» SHORT TASK:
Write out, unchanged, the lines from the one holding "Where can the red crest" to the close of the listing. Both the first and last lines belong in it.

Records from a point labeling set
----------

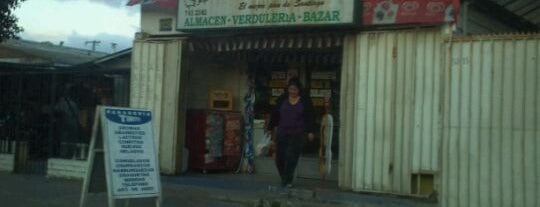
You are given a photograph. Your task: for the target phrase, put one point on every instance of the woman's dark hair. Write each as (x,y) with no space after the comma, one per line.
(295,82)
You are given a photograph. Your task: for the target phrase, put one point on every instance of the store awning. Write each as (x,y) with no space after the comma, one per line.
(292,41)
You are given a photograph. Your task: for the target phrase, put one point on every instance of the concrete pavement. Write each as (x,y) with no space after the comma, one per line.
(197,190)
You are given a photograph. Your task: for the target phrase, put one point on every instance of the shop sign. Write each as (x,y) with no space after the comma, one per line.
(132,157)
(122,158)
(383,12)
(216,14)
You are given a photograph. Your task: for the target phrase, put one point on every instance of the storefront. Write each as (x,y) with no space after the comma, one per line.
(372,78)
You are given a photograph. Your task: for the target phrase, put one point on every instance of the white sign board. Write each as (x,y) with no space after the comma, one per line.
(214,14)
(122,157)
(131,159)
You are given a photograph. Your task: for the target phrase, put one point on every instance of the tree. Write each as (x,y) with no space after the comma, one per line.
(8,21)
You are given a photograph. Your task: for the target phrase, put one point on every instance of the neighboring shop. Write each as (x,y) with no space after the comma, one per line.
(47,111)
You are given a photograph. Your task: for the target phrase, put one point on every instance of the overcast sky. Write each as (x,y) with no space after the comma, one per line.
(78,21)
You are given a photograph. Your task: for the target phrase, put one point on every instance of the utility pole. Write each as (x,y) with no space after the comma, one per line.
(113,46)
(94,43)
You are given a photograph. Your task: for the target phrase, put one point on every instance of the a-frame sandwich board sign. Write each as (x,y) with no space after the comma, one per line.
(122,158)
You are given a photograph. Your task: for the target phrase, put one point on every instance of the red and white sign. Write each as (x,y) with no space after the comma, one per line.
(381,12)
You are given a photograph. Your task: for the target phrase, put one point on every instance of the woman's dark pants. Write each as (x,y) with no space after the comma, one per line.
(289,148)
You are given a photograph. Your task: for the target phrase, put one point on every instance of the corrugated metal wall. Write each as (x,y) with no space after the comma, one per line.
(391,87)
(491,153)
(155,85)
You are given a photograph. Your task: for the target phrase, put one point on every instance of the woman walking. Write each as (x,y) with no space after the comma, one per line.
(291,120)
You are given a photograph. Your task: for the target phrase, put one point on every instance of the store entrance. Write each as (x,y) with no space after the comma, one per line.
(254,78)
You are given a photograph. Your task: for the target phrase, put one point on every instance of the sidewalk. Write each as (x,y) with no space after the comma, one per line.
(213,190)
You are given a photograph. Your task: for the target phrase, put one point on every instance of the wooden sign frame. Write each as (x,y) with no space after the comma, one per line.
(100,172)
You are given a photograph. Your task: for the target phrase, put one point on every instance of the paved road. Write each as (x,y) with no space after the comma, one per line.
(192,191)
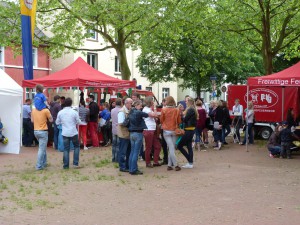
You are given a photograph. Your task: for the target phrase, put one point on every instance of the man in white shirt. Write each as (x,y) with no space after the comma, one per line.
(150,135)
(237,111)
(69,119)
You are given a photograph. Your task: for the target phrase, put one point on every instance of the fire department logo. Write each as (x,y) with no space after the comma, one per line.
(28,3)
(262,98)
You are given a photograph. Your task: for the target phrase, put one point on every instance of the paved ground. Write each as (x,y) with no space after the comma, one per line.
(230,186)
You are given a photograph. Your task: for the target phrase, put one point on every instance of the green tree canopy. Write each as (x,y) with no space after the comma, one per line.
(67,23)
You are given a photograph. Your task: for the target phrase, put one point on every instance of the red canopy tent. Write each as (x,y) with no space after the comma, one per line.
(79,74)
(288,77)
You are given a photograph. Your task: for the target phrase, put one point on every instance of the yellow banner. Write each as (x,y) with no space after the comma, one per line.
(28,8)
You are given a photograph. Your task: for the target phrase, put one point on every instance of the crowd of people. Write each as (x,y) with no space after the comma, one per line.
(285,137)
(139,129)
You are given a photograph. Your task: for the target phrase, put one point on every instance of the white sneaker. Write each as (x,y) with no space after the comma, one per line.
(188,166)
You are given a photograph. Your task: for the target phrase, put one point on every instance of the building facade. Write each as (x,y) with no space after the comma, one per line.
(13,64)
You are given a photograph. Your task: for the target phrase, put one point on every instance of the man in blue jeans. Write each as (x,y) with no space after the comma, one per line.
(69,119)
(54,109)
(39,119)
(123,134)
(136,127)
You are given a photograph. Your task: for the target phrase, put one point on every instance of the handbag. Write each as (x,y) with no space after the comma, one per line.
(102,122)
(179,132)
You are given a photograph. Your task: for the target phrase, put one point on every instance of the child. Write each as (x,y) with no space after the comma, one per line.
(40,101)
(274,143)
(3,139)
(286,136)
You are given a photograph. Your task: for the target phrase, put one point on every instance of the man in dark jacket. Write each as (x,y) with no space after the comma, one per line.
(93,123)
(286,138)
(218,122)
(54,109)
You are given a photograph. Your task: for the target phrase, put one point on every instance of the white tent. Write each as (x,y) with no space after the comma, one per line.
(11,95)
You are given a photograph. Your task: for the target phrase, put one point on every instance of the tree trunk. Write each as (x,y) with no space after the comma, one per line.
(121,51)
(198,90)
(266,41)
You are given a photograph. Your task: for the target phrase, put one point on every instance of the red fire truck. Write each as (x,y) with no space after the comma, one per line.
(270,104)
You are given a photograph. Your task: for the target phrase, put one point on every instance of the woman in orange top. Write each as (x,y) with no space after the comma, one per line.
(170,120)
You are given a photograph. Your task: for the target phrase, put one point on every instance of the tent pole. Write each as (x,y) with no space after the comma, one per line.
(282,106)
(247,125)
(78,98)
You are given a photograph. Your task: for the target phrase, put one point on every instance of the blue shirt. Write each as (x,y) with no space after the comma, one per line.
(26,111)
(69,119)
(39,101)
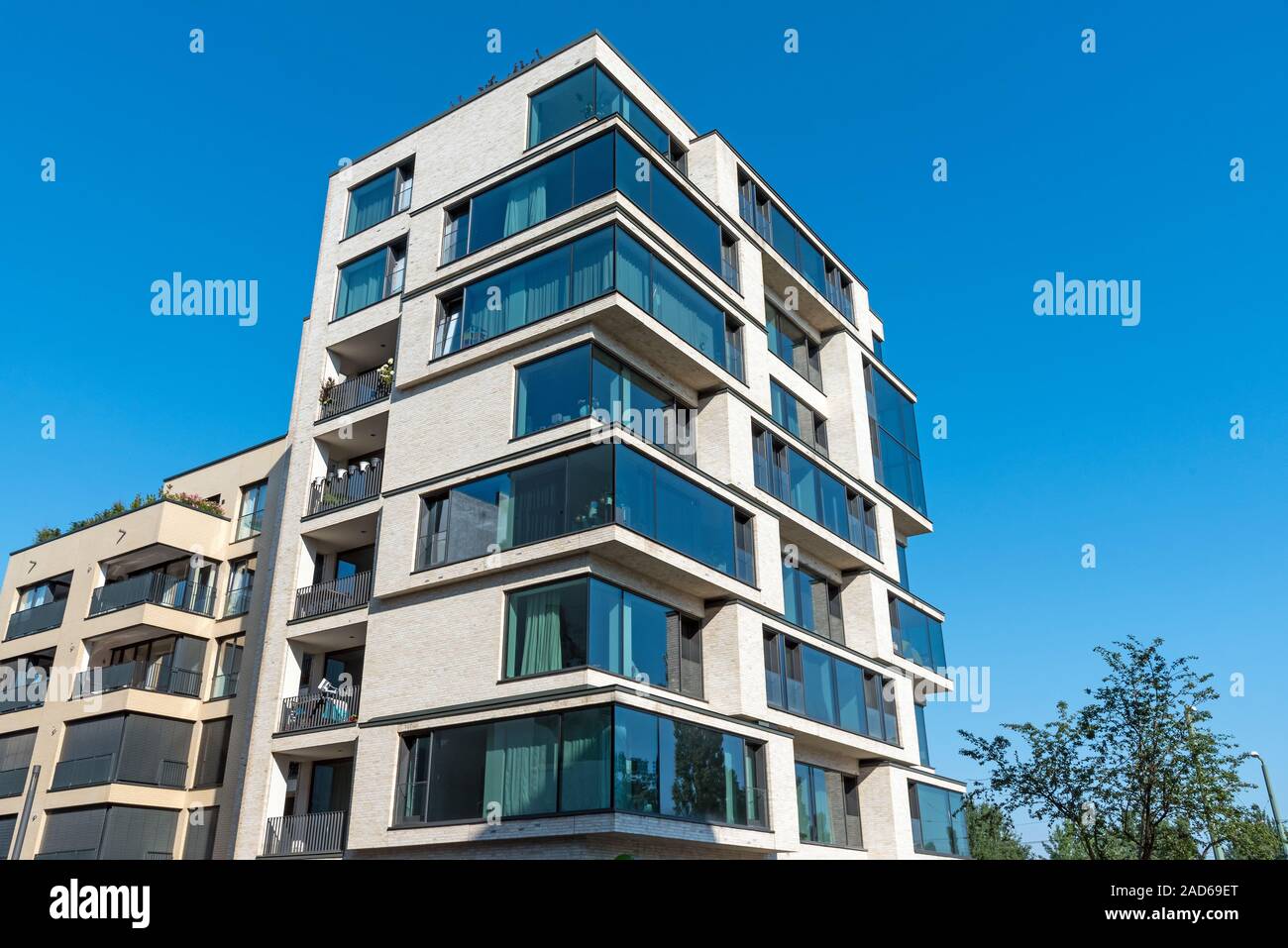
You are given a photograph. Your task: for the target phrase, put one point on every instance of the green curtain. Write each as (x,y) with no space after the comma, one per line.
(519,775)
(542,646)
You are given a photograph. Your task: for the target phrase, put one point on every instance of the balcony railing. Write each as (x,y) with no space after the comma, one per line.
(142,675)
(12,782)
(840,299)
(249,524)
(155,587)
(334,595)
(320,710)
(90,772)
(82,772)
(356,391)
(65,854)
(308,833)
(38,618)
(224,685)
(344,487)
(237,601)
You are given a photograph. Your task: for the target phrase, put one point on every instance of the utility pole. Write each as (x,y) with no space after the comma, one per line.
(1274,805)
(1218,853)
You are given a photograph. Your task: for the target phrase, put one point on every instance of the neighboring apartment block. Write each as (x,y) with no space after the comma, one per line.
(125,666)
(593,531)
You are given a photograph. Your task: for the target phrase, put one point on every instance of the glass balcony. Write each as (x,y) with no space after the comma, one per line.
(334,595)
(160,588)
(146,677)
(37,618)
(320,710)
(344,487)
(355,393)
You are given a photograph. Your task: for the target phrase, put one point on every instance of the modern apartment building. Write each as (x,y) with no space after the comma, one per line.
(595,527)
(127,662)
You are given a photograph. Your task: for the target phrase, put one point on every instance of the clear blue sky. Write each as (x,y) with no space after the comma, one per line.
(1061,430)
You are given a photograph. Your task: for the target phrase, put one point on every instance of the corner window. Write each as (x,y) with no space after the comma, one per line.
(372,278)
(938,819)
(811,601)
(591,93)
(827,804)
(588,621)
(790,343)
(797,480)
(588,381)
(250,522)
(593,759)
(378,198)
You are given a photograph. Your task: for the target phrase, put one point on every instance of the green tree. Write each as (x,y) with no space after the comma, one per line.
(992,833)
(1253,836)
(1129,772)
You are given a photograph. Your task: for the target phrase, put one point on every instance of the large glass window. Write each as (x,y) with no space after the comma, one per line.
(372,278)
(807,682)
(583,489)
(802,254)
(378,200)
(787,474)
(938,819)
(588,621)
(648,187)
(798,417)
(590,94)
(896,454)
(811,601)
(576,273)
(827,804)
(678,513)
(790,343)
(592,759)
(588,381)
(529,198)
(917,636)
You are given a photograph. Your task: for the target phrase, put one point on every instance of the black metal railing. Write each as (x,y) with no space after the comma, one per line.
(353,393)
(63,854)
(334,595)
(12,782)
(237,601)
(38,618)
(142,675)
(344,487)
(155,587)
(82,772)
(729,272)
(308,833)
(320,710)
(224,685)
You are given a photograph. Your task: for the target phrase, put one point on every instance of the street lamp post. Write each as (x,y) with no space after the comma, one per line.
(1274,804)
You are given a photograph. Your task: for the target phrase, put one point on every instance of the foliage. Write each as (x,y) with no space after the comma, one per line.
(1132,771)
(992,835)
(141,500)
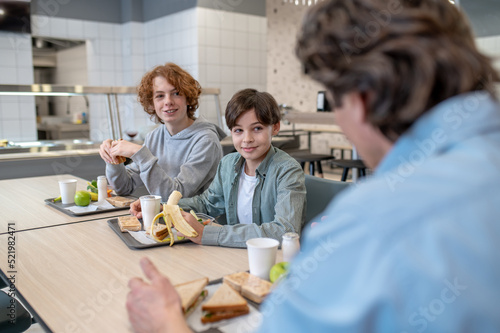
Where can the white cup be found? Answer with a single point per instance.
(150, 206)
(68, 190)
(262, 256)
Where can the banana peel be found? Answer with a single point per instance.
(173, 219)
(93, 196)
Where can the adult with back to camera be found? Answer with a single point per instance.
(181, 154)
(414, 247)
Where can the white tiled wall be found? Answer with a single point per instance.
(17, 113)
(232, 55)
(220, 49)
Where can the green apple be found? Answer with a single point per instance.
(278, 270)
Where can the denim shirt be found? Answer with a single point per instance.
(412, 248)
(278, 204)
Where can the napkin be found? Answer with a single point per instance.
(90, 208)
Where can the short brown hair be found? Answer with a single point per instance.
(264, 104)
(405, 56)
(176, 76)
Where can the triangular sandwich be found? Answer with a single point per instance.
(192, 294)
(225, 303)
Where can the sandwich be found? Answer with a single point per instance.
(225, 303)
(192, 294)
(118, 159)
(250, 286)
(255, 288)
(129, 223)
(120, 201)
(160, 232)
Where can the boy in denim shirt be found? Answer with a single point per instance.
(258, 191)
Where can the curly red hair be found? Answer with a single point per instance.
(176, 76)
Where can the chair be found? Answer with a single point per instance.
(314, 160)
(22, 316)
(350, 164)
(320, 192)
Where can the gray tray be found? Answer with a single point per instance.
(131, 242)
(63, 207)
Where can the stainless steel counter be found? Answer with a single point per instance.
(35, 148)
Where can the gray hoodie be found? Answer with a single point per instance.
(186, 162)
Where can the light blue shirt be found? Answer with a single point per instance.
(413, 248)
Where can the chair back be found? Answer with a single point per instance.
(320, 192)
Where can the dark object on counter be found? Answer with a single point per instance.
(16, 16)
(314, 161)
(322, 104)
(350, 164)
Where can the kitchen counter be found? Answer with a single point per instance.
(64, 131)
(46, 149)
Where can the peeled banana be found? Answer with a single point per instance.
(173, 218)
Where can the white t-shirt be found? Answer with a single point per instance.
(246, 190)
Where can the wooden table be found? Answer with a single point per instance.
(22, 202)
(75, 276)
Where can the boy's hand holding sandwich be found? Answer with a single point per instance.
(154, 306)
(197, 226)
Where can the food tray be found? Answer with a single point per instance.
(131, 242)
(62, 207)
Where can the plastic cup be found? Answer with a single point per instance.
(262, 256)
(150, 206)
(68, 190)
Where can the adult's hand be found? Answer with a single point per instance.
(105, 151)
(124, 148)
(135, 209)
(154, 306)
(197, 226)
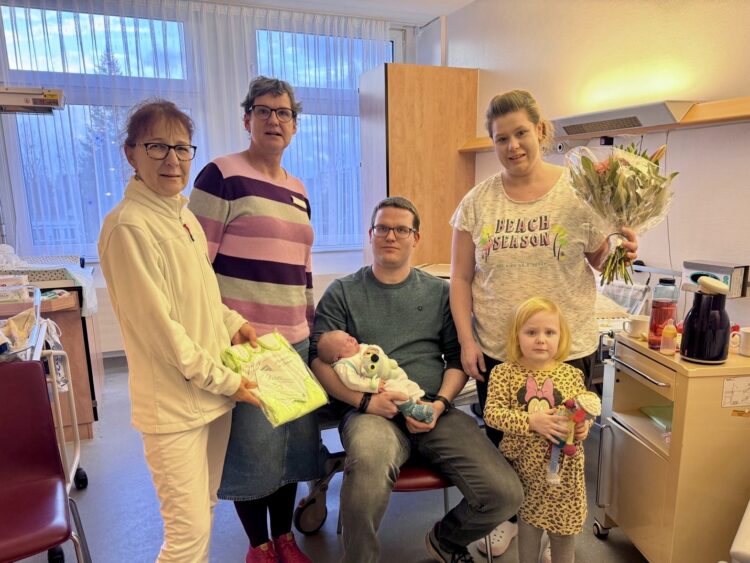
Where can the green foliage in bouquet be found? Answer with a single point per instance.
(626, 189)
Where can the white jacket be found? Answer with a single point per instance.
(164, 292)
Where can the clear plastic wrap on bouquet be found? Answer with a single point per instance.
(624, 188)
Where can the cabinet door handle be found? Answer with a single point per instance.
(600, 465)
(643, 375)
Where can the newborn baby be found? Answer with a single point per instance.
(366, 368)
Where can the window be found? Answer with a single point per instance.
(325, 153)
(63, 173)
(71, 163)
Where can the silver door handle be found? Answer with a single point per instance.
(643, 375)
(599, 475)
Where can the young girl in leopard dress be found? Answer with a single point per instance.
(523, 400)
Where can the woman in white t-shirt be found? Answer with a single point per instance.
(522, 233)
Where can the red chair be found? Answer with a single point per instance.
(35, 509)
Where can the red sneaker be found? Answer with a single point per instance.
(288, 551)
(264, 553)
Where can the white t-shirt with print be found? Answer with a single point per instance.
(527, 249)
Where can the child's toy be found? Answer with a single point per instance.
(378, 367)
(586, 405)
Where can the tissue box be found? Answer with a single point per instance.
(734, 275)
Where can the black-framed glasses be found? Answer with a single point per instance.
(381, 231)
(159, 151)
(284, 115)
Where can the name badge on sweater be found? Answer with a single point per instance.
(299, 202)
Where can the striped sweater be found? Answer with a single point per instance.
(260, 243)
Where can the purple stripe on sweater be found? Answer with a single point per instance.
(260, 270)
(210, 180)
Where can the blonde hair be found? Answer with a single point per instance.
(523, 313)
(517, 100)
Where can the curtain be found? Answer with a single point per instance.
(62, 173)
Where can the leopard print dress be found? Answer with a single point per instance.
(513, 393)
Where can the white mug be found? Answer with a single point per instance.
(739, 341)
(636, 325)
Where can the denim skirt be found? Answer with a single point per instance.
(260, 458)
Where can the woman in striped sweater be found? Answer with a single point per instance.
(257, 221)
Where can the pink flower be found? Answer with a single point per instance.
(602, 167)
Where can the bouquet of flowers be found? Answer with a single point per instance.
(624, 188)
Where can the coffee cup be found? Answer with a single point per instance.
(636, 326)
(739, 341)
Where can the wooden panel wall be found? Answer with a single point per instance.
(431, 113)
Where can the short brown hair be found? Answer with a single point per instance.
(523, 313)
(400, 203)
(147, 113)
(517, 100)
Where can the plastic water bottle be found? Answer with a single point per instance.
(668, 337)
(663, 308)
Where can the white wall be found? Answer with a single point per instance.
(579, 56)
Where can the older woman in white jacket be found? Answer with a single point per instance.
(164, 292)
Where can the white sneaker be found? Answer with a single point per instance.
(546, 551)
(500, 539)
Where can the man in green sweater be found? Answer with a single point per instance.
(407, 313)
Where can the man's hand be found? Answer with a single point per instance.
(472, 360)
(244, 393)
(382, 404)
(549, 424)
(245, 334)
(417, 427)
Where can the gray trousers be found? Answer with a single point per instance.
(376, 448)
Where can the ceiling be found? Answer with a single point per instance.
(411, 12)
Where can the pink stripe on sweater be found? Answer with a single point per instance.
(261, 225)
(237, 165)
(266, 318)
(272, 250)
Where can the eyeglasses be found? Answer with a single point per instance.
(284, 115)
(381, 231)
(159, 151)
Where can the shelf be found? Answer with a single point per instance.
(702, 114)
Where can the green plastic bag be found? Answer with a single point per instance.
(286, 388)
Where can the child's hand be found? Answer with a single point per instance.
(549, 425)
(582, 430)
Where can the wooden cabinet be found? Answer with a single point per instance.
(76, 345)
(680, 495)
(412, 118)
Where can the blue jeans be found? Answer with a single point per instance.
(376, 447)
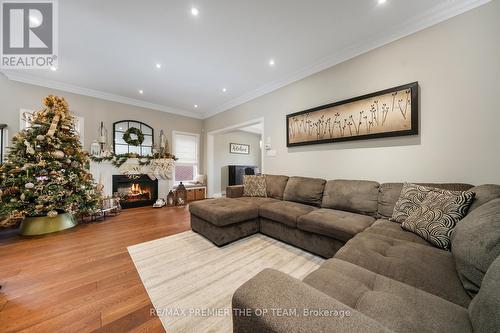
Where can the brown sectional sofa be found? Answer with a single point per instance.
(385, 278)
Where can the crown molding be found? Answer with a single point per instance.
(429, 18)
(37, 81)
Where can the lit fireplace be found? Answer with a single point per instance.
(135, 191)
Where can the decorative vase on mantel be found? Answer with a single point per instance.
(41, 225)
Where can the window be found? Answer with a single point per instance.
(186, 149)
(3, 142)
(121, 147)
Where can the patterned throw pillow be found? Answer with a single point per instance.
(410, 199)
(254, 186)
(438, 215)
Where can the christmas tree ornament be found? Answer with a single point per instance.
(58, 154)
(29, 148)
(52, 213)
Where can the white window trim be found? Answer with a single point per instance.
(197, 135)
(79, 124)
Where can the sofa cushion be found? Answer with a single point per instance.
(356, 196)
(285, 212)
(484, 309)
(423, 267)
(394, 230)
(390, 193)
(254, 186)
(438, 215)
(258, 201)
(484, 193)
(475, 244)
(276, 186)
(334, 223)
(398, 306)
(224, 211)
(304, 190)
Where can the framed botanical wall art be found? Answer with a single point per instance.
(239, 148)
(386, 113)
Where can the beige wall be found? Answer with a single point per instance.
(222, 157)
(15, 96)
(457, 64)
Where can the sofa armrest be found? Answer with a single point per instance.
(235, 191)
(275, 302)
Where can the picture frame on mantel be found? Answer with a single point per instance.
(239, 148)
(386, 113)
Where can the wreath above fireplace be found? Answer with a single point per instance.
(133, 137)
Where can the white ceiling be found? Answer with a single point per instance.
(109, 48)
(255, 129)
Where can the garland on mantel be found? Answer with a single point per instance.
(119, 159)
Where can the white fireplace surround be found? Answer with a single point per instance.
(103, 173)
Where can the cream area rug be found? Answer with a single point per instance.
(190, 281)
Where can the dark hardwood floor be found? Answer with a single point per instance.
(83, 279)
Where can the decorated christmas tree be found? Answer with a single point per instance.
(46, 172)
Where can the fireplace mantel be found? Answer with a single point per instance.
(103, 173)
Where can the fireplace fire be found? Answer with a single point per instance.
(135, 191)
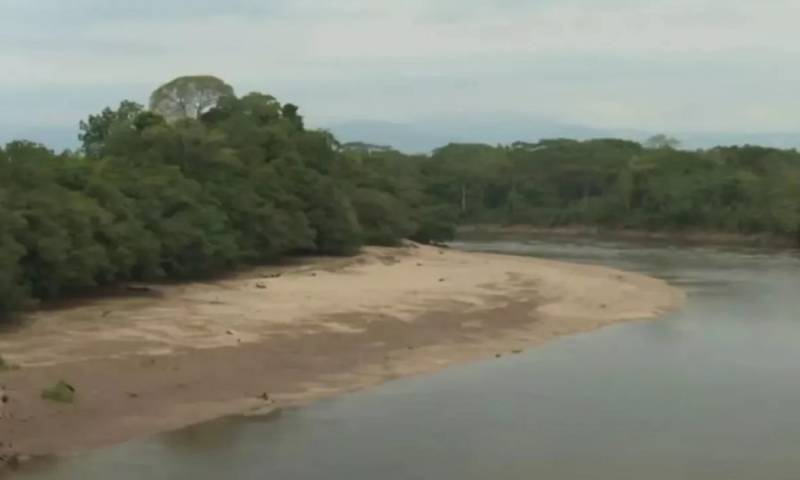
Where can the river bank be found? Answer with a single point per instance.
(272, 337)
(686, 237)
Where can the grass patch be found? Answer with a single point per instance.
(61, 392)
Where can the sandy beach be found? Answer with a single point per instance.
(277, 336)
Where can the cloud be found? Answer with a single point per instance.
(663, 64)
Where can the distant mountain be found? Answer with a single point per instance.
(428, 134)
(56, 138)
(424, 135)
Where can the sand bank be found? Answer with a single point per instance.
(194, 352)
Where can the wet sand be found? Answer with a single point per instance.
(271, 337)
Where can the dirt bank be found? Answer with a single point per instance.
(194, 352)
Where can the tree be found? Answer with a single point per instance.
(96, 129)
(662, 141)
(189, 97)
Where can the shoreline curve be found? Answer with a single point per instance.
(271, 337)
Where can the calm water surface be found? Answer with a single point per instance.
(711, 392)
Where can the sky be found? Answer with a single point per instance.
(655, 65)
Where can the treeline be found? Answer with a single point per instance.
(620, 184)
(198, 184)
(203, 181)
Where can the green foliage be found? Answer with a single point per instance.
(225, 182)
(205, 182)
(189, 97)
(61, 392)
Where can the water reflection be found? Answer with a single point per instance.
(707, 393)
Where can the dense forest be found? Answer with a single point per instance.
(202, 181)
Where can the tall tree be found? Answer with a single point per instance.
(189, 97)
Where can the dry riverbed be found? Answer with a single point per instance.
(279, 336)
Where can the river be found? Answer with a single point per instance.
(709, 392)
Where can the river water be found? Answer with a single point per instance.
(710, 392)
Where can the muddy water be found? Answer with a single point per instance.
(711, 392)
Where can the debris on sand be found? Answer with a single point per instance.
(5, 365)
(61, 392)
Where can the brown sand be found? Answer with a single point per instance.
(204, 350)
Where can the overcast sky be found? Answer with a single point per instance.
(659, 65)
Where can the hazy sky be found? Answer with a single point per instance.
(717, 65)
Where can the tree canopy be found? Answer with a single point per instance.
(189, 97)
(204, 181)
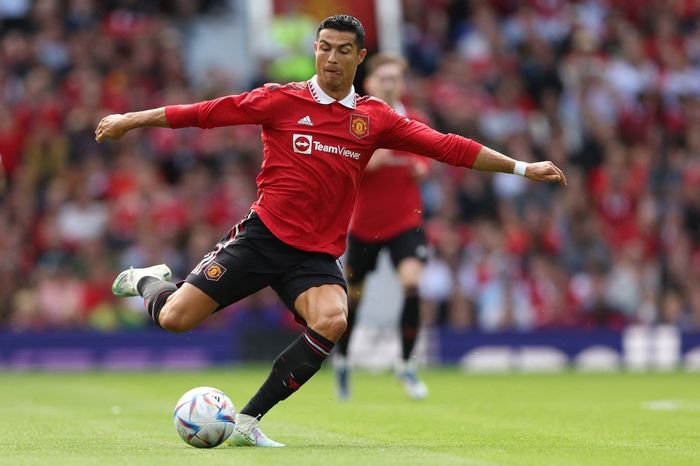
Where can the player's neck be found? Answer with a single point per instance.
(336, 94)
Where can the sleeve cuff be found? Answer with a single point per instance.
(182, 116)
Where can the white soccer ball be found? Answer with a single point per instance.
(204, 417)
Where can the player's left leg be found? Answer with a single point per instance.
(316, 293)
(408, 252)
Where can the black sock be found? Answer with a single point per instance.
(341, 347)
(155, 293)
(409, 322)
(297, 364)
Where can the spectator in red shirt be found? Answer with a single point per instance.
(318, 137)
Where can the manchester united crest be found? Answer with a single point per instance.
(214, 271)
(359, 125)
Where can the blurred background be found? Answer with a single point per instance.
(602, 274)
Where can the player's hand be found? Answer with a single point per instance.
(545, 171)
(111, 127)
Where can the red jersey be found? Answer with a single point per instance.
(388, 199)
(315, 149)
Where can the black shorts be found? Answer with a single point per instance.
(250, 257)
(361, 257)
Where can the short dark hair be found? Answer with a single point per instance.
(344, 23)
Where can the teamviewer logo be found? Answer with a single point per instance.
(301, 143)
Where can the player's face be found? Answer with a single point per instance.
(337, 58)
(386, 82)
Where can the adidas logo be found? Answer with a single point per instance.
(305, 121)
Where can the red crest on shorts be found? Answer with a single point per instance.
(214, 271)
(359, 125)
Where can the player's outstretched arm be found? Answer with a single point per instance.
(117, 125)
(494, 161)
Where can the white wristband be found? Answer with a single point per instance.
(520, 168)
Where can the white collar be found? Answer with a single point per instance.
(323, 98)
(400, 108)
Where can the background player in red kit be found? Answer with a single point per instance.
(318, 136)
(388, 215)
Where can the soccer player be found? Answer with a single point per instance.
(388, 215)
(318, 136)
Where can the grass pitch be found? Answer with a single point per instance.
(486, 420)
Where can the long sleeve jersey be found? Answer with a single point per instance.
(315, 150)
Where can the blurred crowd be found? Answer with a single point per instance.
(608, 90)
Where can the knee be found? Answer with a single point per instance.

----------

» TASK ANSWER:
Where can the red crest on shorts be found? Answer with a single point per instance.
(214, 271)
(359, 125)
Where can the player's outstretched arm be found? Answer with a single point per instance.
(117, 125)
(494, 161)
Where can the white wristband be found? Answer with a single point per instance.
(520, 168)
Where can the white collar be found? Answer with a single point per instance.
(323, 98)
(400, 108)
Where can the background player in red kit be found? Answer with a single point per instance.
(318, 136)
(388, 215)
Where can the soccer player be found? Answer with a single point per instance.
(388, 215)
(318, 136)
Where can the grass pitch be found? Answer with a single point per instance.
(486, 420)
Where can the long sleeve jersey be found? Answer with a single point per instance.
(315, 150)
Where can the blurred crowd be found? Answer with a single point per instance.
(608, 90)
Where can the knee be found? Answer with a single point per instance.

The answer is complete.